> [Texto dado]:
◆ ◆ ◆

Para el sacerdote mismo, el hecho de experimentar en el ejercicio de su ministerio el despliegue de una verdadera paternidad es una gran gracia; eso da a su sacerdocio una belleza y profundidad muy estimulantes.
Tengo un gran deseo, a través de este pequeño escrito, de animar a mis hermanos sacerdotes, que lo necesitan con frecuencia, y ayudarles a creer en la fecundidad y la hermosura de su vocación. Aunque sea una realidad muy difícil y exigente, la paternidad es también la fuente de grandes alegrías. Nada más hermoso que comunicar la vida, sobre todo cuando esta vida es la vida eterna, la misma vida de Dios.
Mi libro se dirige principalmente a los sacerdotes, pero pienso que todas las personas que son llamadas a ejercer una cierta forma de paternidad (los padres de familia, los padres espirituales, los educadores, las personas que ejercen alguna autoridad…) podrán encontrar luces útiles para el modo de vivir de manera justa su responsabilidad.
1.
ALGUNAS PRECAUCIONES A PROPÓSITO DE LA PATERNIDAD DEL SACERDOTE
ESTE TEMA PIDE SER TRATADO con precaución, no solo por el contexto doloroso mencionado más arriba, sino también por otras razones.
Tenemos por supuesto la advertencia de Jesús en el evangelio de san Mateo[1]: «No llaméis padre vuestro a nadie en la tierra, porque solo uno es vuestro Padre, el celestial».

◆ ◆ ◆

Registros almacenados
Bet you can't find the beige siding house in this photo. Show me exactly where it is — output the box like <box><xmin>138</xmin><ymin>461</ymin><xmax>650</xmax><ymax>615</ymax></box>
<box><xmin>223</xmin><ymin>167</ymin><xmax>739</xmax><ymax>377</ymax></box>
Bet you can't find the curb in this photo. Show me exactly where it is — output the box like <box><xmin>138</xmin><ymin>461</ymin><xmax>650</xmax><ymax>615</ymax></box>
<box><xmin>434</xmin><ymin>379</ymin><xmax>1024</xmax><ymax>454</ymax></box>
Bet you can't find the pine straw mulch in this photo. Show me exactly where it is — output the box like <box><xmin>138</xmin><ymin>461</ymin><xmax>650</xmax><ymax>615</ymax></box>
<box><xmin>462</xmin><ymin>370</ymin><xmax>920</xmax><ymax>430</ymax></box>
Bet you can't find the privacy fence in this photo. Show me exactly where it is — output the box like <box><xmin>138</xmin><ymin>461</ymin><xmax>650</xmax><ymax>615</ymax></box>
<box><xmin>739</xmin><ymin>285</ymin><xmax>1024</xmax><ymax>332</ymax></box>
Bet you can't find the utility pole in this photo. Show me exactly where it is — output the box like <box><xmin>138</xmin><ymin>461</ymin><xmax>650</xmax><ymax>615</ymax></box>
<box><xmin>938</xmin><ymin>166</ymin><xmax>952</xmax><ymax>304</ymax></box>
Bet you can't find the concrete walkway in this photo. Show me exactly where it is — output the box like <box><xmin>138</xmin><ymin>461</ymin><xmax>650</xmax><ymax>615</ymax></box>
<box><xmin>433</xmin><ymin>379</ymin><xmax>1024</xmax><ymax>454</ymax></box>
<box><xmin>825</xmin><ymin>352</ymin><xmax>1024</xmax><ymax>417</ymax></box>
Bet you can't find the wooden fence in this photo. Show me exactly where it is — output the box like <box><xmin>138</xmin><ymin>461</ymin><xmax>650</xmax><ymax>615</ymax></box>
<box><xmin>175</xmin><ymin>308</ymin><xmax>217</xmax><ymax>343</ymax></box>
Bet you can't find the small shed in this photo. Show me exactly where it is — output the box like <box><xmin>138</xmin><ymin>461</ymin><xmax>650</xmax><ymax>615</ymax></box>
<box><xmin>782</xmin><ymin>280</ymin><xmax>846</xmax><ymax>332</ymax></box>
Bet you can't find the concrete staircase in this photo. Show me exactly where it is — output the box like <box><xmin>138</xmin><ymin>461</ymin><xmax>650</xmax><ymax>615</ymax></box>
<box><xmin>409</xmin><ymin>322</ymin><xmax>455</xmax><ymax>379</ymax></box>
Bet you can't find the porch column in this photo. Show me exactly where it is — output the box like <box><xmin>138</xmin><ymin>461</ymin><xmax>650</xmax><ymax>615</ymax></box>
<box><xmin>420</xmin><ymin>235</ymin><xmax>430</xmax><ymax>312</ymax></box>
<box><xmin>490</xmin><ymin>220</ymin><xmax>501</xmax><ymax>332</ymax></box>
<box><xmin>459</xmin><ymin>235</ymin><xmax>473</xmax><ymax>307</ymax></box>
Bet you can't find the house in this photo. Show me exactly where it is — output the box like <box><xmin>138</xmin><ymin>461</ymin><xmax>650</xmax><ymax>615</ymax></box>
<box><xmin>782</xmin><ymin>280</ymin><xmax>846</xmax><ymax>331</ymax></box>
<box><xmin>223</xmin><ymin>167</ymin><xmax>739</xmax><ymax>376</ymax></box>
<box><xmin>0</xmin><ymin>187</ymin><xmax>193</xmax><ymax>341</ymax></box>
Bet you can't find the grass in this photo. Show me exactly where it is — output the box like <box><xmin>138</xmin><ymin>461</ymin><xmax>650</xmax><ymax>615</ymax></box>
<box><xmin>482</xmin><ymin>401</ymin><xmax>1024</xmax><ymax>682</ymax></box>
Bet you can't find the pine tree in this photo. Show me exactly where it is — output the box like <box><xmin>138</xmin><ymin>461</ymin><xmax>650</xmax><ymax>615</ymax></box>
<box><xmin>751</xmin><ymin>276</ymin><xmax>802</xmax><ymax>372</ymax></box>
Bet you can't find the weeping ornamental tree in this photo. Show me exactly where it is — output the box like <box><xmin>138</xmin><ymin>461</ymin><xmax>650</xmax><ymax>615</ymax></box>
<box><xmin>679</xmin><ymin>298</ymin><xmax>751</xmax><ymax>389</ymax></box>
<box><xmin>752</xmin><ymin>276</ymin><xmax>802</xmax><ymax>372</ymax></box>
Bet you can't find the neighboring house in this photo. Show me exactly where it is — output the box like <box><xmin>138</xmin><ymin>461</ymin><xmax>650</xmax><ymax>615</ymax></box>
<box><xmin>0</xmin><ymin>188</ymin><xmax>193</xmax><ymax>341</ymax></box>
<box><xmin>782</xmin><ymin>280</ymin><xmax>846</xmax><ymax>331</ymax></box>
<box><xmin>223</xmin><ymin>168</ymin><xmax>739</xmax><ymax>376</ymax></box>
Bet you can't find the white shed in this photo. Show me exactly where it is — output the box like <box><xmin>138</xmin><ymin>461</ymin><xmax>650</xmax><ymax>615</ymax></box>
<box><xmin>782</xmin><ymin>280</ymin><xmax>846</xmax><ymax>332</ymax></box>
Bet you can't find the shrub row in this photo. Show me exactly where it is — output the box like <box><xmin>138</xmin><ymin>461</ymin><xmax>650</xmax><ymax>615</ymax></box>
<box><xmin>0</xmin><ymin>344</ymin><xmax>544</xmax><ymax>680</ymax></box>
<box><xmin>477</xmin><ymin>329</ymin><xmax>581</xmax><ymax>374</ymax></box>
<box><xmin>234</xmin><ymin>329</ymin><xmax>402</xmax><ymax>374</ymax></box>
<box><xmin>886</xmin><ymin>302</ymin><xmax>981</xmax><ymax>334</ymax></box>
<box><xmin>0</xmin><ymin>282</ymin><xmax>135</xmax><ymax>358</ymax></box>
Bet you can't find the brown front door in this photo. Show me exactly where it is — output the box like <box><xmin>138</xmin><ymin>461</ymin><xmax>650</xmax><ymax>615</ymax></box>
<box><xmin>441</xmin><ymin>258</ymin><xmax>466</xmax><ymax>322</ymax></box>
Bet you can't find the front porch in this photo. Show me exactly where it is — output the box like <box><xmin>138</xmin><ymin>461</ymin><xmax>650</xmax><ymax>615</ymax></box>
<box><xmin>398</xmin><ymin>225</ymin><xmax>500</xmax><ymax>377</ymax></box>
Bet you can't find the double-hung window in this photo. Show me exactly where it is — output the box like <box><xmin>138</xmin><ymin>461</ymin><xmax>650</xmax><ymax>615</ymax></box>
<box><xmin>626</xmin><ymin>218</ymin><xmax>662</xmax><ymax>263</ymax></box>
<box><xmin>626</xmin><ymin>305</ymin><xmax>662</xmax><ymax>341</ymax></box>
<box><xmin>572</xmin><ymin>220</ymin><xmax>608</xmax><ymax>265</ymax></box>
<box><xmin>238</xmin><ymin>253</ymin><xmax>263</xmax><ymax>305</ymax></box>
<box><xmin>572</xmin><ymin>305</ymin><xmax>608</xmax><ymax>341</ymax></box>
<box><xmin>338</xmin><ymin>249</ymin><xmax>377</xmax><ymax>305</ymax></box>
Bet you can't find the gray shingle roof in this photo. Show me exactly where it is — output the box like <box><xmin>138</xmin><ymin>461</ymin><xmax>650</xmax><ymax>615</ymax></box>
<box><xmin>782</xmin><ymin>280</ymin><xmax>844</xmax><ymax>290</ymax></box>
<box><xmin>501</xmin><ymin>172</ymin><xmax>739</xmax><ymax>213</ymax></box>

◆ ◆ ◆

> [Tareas]:
1. Multiplica por 0,2 cada coordenada de las respuestas en los registros, empezando en la línea que contiene "Bet you can't find the gray" y terminando al final de los registros, con ambos extremos incluidos, y redondea al entero más cercano con las mitades hacia arriba. Vuelve a escribir solo esas líneas completas, incluidas las solicitudes.
2. Escribe la continuación del texto sobre la paternidad del sacerdote a partir de su última oración.

> [Respuestas escritas]:
1.
Bet you can't find the gray shingle roof in this photo. Show me exactly where it is — output the box like <box><xmin>138</xmin><ymin>461</ymin><xmax>650</xmax><ymax>615</ymax></box>
<box><xmin>156</xmin><ymin>56</ymin><xmax>169</xmax><ymax>58</ymax></box>
<box><xmin>100</xmin><ymin>34</ymin><xmax>148</xmax><ymax>43</ymax></box>

2.
Jesús nos enseña a través de estas palabras que no hay más que una verdadera paternidad, la de Dios, y que toda paternidad humana, sobre todo la del sacerdote, no tiene sentido más que en la medida en que está al servicio de la paternidad divina, donde encuentra su origen y su finalidad en el hecho de ayudar a los hombres y mujeres a ser hijos e hijas de Dios. La paternidad del sacerdote no es algo que él posea en propiedad, sino un humilde servicio a la única paternidad esencial, la de Dios. Su propia persona no es en ningún caso la fuente ni el destino de la relación que él puede instaurar en cuanto sacerdote con aquellos que le son confiados en el marco de su ministerio. No se trata de hacerlos sus hijos, sino hijos del Padre celestial.
Señalemos también que cuando la Escritura, así como la tradición de la Iglesia, hablan del ministerio sacerdotal, la imagen privilegiada para describirlo no es la de un padre, utilizada de hecho muy raramente, sino más bien la del pastor, la del buen pastor. El buen pastor que tiene cuidado de sus ovejas, y que llega hasta a dar la vida por ellas. La gracia sacramental del sacerdocio es en primer lugar una gracia de configuración con Cristo como buen pastor. La paternidad solo puede venir luego y sobre esta base de la caridad pastoral. En cierto sentido, la paternidad no es algo que el sacerdote puede alcanzar directamente. Debe ser primero un buen pastor. Si lo es verdaderamente, podrá recibir más adelante una gracia de paternidad.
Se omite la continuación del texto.